Directions >> In the regulatory and administrative issues text below, what are the specific actions by the CA and POC under Customs Clearance meant to achieve? Answer in one to three sentences.

Selected excerpt >>

2. Regulatory and Administrative Issues

a) ETOEs

  • Support UPU policies that permit postal administrations to refuse to accept items dispatched by ETOEs under UPU documentation.
  • Preserve distinction between ETOE practices, which are purely commercial, and execution of universal service by national postal administrations operating in their home territories.
  • Support UPU policies that consider dispatches by ETOEs as purely commercial traffic and subject to the same rules as are applied to private operators.
  • Encourage like-minded governments to support efforts to apply commercial customs procedures to items carried by ETOEs.
  • Support policies in the UPU to limit eligibility to use UPU documentation on outbound traffic dispatched by ETOEs.

b) Customs Clearance

  • Promote continued cooperation and dialogue between the UPU and WCO.
  • Propose and promote specific actions by the CA and POC aimed at bringing customs clearance procedures for postal items more in line with commercial customs procedures used by private-sector delivery firms.

Dataset content >>
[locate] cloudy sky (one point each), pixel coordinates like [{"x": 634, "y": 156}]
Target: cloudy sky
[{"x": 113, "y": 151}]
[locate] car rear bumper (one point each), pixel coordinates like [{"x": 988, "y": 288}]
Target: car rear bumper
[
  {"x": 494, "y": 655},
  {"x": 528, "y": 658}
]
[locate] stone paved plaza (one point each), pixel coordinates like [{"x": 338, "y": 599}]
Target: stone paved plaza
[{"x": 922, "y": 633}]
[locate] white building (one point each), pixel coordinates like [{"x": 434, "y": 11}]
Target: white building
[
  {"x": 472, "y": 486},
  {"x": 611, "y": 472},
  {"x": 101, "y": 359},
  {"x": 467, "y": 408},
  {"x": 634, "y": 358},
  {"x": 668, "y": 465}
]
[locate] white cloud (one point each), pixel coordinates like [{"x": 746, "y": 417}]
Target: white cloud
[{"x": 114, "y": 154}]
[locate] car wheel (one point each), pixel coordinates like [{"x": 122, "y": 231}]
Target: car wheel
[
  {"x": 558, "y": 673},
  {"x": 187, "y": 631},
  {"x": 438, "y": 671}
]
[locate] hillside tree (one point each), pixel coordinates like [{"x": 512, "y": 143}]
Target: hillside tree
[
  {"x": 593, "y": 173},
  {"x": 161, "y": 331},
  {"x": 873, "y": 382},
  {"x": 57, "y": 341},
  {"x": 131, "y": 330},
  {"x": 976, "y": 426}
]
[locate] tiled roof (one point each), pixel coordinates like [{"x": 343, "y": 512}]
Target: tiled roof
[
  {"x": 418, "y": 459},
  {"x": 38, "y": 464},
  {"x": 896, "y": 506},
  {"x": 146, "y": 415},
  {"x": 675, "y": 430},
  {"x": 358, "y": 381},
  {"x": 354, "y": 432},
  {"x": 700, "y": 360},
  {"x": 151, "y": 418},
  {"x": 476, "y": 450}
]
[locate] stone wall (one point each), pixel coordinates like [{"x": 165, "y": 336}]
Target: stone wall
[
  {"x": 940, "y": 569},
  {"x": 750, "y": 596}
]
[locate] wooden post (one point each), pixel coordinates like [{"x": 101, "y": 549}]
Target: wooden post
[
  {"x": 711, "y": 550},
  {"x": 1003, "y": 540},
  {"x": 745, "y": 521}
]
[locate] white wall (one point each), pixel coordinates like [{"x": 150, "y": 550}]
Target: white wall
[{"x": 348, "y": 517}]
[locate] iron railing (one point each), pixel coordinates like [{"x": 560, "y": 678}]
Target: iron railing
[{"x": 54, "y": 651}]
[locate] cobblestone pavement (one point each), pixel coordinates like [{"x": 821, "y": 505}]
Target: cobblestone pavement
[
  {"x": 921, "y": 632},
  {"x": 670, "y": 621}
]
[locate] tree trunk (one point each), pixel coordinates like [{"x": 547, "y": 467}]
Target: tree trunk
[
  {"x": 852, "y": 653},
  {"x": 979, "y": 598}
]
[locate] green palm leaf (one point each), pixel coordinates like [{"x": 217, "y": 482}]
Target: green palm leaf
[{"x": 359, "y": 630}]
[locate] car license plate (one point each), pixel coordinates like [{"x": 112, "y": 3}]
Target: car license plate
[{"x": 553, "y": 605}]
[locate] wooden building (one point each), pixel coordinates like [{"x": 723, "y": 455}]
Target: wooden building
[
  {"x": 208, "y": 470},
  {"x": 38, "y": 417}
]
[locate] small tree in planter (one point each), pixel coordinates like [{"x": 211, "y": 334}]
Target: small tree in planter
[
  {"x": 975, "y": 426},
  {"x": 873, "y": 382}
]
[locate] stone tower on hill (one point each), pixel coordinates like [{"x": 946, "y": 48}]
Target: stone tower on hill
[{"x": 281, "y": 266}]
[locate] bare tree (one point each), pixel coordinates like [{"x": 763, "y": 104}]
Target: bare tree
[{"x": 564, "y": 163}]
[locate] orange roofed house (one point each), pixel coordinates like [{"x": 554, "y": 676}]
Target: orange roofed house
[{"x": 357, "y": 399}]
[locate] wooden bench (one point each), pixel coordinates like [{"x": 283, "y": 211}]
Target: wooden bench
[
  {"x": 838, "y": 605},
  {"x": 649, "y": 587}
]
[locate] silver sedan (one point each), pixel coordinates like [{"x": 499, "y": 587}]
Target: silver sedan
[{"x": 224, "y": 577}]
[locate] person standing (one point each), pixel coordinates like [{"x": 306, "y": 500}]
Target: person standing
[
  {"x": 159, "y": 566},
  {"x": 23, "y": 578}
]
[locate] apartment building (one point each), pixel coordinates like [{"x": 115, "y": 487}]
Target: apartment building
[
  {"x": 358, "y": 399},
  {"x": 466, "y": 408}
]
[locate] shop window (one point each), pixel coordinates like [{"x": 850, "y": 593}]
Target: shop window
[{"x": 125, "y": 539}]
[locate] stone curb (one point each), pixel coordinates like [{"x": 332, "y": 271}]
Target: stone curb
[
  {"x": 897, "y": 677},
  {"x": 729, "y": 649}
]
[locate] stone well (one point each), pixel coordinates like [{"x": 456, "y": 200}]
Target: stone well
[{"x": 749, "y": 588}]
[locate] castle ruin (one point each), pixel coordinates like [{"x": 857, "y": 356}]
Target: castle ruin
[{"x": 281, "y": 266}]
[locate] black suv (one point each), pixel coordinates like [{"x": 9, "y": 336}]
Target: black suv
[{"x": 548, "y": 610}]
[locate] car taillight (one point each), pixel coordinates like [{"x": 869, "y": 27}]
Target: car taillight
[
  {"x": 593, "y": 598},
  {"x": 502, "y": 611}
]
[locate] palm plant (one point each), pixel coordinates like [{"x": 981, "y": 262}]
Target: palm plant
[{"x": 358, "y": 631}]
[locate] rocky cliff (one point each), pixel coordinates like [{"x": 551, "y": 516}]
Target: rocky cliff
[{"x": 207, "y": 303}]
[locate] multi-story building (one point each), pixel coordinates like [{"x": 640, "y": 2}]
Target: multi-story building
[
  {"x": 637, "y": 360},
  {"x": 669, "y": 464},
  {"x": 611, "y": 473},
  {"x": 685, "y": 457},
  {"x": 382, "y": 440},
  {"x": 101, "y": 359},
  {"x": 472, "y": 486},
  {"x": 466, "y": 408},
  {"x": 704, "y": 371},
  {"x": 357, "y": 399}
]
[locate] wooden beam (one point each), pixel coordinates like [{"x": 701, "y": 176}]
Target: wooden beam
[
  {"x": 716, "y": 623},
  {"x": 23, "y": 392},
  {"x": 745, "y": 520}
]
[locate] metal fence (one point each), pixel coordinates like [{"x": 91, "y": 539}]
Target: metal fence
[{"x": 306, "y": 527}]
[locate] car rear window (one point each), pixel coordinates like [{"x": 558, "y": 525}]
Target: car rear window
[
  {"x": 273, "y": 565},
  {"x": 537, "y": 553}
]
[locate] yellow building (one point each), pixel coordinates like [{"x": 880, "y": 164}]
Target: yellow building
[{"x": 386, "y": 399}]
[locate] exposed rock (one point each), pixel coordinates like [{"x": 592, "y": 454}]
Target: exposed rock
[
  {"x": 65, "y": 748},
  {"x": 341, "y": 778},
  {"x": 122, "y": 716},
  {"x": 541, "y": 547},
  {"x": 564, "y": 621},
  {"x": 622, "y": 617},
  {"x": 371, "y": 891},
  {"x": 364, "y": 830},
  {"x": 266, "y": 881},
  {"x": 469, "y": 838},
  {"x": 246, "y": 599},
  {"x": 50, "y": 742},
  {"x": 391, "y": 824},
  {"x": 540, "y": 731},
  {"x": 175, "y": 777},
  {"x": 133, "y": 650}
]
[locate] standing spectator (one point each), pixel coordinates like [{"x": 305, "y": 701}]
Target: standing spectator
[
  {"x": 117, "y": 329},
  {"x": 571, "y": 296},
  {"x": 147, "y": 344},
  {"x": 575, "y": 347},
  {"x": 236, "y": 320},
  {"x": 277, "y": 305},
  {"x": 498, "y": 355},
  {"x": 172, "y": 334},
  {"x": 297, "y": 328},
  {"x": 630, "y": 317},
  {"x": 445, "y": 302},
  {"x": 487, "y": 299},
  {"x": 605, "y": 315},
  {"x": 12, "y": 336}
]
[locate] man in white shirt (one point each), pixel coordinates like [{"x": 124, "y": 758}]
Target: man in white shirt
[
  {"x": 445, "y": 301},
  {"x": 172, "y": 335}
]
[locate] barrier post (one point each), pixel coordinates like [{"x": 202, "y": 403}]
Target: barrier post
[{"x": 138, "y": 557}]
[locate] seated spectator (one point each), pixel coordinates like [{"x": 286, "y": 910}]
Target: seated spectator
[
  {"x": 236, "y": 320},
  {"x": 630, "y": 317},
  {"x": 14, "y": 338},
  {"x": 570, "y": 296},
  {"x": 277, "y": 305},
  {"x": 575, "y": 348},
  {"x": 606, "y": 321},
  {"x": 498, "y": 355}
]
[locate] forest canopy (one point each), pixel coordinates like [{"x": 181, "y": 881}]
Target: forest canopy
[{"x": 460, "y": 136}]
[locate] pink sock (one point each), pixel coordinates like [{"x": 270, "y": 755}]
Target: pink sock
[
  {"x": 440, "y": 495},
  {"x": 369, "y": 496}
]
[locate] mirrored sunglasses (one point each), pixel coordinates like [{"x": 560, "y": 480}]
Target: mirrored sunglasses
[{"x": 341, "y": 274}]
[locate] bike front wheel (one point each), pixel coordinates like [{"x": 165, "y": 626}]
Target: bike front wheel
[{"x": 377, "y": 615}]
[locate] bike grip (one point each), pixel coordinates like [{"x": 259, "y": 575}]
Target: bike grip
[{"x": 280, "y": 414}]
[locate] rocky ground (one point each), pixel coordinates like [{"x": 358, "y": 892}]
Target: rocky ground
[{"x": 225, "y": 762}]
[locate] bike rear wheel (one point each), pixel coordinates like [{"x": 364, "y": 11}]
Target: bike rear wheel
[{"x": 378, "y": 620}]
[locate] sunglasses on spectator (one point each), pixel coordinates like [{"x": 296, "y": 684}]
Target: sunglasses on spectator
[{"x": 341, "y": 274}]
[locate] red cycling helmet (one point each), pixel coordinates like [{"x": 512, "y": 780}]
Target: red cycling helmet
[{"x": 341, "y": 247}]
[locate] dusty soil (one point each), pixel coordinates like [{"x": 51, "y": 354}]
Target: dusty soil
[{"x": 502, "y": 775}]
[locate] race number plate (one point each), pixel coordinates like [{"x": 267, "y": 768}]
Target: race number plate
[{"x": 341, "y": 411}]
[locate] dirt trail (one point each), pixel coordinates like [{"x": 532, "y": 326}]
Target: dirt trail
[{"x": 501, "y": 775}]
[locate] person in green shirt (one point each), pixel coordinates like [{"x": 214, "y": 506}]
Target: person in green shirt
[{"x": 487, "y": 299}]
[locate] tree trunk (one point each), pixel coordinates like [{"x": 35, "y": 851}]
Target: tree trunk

Response to the task >> The actions are meant to bring customs clearance procedures for postal items more in line with the commercial customs procedures that private-sector delivery firms use.